----- DATASET RECORDS
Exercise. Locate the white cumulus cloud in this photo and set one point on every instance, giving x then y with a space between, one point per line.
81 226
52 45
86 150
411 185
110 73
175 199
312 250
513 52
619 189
----------
WORK TO COMPLETE - The expected result is every record above, duplicated exactly.

RESPONSE TO THE TASK -
Exercise. Locate the white cumulus cloud in this photo and set one point on every instance, giving x then y with a space between, one point per line.
81 226
52 45
86 150
411 185
110 73
175 199
312 250
513 52
619 189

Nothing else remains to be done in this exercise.